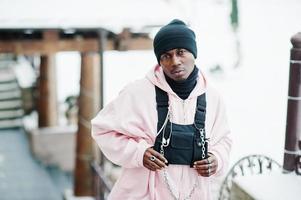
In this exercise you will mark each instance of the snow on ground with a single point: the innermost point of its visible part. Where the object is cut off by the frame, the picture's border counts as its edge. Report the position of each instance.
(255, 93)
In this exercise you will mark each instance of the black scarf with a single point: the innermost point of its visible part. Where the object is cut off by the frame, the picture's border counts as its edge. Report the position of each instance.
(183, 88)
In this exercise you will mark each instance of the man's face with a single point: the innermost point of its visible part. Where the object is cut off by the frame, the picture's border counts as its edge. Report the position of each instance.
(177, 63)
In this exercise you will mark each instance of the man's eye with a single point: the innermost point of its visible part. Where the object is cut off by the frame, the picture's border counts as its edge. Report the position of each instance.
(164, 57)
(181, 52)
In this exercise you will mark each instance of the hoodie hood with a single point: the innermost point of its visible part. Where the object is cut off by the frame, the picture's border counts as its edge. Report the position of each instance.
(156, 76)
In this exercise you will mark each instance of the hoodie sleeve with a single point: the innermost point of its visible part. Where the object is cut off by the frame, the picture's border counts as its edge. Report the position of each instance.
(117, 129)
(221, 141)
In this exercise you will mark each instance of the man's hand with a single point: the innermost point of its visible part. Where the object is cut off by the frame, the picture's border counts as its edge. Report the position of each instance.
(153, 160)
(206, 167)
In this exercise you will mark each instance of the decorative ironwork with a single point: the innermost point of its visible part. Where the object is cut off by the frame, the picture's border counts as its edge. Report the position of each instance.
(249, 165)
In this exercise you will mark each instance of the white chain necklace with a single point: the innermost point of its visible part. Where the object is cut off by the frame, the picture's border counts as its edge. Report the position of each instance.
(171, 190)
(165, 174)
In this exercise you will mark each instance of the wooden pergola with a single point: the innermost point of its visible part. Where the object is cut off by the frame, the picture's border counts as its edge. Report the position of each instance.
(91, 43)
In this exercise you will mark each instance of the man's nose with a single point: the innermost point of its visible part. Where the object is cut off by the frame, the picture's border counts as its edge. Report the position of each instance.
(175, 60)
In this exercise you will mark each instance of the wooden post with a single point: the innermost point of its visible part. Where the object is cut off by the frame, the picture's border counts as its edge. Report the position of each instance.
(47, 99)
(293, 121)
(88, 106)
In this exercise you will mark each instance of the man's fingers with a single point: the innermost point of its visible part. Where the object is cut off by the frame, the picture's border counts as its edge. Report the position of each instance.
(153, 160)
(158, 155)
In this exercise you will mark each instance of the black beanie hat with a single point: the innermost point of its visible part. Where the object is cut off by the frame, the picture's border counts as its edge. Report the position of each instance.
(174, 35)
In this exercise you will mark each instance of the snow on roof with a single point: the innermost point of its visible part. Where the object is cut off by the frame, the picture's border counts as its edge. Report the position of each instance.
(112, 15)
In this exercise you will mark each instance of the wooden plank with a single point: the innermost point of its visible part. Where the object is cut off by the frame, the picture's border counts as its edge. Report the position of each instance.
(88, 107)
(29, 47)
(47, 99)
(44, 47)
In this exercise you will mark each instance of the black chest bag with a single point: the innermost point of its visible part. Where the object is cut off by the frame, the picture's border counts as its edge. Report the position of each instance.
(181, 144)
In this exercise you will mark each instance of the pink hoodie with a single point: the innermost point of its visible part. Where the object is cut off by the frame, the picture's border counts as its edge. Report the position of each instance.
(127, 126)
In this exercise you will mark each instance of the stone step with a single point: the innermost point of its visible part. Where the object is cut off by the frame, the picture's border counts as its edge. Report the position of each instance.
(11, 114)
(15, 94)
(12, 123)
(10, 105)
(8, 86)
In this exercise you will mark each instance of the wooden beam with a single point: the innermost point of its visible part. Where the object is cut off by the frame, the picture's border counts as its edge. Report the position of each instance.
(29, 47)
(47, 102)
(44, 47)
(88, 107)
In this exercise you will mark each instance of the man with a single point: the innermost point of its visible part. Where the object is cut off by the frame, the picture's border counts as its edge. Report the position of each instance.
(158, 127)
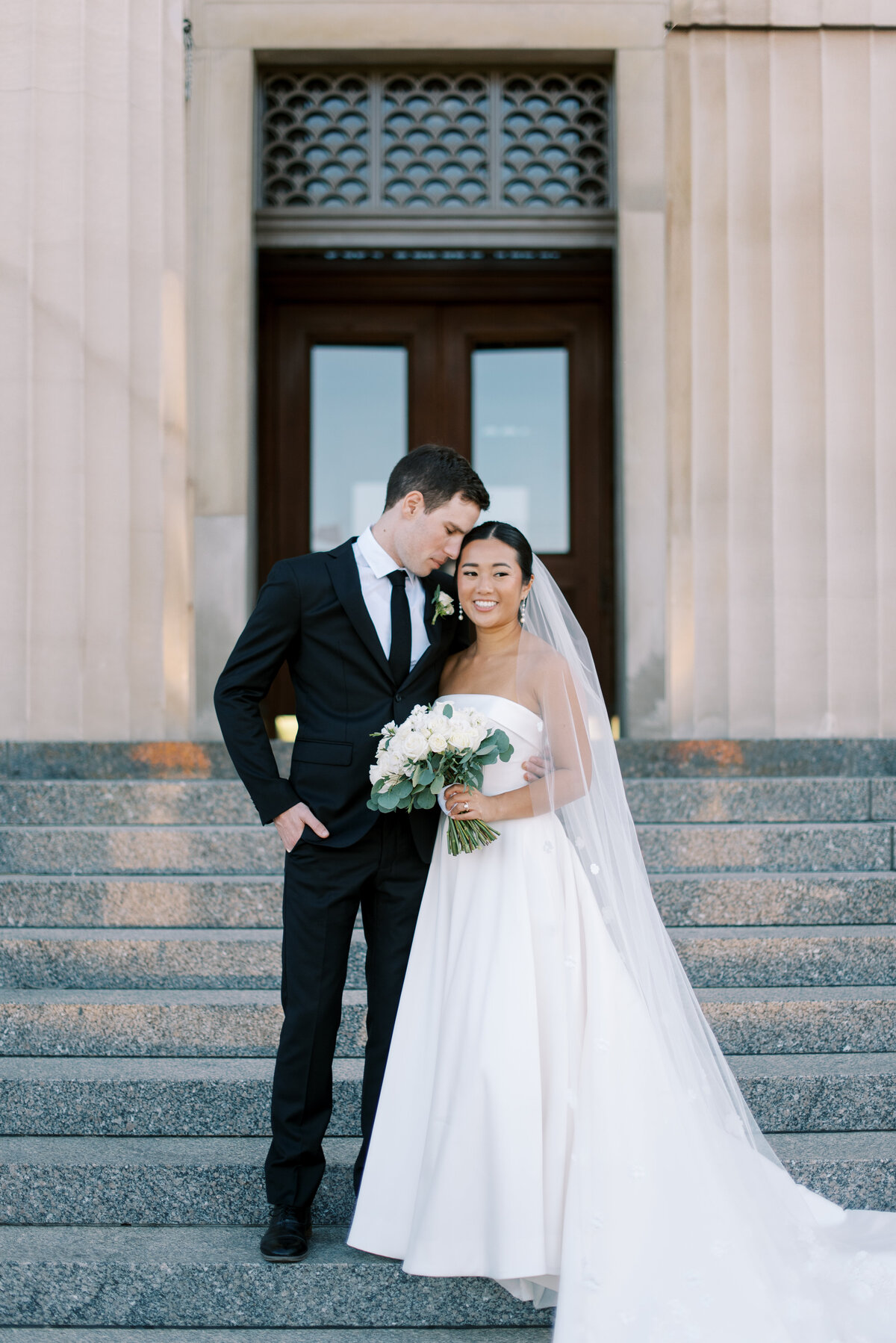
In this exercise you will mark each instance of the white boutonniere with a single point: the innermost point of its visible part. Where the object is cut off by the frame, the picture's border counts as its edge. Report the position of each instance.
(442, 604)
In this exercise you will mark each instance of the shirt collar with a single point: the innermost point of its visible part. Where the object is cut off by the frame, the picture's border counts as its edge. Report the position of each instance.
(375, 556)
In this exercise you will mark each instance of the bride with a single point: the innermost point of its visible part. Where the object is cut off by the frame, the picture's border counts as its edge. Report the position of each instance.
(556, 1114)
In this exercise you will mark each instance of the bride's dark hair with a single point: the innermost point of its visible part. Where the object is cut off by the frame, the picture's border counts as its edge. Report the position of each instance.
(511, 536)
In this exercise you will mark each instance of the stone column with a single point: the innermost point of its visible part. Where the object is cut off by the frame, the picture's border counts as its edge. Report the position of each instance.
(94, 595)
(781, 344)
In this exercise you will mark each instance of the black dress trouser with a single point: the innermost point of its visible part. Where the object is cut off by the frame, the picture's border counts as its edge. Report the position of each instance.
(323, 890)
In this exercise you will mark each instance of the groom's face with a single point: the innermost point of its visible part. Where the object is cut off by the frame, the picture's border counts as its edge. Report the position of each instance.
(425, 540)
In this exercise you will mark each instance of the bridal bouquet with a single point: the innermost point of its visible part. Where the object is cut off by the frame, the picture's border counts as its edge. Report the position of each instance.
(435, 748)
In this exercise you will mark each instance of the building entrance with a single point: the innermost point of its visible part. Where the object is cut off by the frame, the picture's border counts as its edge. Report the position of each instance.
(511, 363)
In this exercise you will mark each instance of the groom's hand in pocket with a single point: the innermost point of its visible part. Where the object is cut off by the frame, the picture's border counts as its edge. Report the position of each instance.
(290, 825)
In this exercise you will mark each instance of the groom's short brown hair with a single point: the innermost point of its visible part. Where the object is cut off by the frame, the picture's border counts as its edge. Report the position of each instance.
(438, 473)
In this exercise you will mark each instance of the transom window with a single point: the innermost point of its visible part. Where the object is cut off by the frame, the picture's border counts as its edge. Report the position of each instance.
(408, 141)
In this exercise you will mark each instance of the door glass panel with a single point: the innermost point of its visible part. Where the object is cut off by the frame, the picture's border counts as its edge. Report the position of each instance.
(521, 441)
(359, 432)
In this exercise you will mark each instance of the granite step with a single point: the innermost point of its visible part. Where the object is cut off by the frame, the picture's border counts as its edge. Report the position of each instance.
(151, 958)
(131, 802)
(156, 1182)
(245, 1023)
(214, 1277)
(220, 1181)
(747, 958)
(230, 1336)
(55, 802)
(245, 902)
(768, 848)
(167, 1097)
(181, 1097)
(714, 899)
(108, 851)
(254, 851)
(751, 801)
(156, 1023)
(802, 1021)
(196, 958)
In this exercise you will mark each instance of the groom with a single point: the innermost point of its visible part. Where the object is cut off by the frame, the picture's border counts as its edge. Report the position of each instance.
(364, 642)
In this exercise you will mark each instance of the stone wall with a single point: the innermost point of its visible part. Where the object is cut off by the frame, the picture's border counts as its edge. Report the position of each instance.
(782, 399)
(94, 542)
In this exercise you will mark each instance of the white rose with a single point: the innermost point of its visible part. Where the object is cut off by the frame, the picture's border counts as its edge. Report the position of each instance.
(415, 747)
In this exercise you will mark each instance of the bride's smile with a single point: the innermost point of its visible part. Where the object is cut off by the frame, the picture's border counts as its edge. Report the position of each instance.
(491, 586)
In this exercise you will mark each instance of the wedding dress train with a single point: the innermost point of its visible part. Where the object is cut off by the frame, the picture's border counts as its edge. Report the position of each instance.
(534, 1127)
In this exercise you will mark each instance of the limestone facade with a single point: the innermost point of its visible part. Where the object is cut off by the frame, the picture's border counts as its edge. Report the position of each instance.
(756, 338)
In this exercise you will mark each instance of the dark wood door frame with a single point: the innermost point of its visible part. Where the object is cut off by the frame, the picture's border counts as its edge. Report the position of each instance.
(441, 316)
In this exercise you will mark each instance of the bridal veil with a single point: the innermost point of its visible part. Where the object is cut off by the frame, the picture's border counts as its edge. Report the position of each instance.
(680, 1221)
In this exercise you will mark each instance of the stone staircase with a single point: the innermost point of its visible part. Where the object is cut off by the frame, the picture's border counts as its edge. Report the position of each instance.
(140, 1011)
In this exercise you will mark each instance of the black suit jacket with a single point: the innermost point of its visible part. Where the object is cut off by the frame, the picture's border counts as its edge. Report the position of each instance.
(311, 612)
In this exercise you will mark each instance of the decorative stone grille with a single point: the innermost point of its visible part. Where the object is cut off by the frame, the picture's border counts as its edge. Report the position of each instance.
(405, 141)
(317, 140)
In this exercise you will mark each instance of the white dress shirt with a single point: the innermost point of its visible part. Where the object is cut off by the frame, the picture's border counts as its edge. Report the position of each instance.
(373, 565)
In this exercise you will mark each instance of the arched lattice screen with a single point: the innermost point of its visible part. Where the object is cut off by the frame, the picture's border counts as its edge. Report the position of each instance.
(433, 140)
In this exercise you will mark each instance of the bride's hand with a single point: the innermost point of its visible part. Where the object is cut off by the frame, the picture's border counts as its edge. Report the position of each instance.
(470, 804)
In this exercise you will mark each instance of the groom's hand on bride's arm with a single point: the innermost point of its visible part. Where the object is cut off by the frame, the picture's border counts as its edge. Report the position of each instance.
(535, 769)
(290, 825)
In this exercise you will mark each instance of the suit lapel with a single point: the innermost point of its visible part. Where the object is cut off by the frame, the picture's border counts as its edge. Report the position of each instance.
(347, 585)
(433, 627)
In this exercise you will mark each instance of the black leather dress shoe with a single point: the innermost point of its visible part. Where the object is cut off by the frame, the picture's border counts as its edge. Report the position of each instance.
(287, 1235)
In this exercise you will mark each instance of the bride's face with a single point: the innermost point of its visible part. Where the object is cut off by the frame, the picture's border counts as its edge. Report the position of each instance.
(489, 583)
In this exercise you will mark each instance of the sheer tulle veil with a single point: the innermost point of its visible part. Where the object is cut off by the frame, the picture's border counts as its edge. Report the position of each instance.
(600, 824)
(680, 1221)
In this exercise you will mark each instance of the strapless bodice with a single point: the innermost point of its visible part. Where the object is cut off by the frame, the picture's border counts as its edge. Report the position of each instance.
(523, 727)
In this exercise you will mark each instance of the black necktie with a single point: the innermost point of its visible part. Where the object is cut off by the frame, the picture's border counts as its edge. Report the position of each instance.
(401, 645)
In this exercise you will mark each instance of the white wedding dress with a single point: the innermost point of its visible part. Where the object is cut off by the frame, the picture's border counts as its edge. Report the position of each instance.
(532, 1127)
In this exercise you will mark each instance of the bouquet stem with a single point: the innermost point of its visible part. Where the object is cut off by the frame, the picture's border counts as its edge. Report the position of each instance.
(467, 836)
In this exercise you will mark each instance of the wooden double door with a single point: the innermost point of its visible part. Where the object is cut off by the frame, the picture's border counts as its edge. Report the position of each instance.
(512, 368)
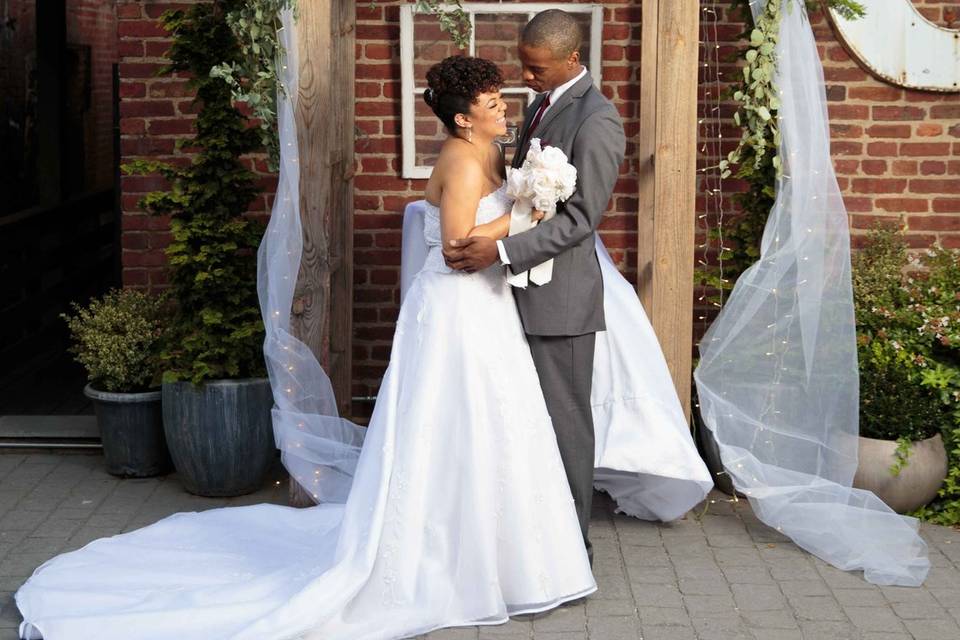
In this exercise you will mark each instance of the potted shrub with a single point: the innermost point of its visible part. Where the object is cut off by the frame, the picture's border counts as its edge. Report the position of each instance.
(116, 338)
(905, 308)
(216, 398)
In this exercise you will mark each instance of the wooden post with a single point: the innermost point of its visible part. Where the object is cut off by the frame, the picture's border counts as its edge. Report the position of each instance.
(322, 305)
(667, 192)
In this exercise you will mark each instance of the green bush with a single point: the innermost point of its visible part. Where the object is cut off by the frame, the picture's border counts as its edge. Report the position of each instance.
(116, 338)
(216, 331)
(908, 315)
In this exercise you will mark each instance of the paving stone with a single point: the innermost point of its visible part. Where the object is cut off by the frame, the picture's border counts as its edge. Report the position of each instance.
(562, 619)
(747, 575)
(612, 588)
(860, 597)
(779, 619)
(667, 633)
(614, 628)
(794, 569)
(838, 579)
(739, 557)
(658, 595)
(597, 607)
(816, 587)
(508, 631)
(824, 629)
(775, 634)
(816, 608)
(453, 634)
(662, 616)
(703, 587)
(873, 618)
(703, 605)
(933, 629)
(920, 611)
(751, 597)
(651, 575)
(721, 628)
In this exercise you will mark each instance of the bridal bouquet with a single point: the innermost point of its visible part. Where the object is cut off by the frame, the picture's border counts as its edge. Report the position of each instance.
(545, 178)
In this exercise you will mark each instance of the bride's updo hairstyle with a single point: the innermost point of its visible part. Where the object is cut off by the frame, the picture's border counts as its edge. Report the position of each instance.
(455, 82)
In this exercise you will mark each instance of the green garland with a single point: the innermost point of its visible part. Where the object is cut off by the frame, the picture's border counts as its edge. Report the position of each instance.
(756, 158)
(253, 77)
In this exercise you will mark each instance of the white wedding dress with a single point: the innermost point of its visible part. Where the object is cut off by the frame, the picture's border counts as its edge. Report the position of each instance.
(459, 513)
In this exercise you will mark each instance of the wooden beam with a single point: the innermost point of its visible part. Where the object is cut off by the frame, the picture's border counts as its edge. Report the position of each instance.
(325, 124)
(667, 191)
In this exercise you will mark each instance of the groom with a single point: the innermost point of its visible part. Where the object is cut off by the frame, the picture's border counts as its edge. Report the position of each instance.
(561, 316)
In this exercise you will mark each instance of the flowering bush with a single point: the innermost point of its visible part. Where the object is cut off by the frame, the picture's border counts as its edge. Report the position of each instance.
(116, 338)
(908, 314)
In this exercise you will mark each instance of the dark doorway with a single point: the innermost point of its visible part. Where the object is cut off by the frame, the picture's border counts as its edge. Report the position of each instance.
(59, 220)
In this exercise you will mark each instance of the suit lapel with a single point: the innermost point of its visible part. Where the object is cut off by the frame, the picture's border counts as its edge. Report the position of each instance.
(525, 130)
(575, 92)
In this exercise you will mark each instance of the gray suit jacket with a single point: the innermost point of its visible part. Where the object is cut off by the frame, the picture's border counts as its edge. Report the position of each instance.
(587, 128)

▶ _TO DO_:
Reproduce, unchanged, the line containing "In this exercise you will mark each instance of the flowering" and each line after it through the end of the listing above, and nothing else.

▶ _ANSWER TO THIS TASK_:
In this exercise you will mark each instance of the flowering bush with a single point: the innermost point of its visible part. Where the object is cut off by the frame, the picture's border counts as its edge. Report the position of each instance.
(116, 338)
(908, 314)
In this exercise you will mark each instance of the dark doorway with a single point: the innermost point of its visible part. Where the object is cut off by the frame, the picture's border counts as its edge. Report the position of each instance.
(59, 220)
In this exercise you will mark each instance of the suit lapel with a single point: the innermost point of its visible part. Where the object is cut off by the frame, the picture's border counts as its edge. Report the position of each instance.
(525, 130)
(575, 92)
In this exercise you will mark each instance of the gray suit jacket with a single point: the innermost point of its visible part. Where the object is cut off by the frame, the picture's border counts as its edge. Report the position of each instance.
(587, 128)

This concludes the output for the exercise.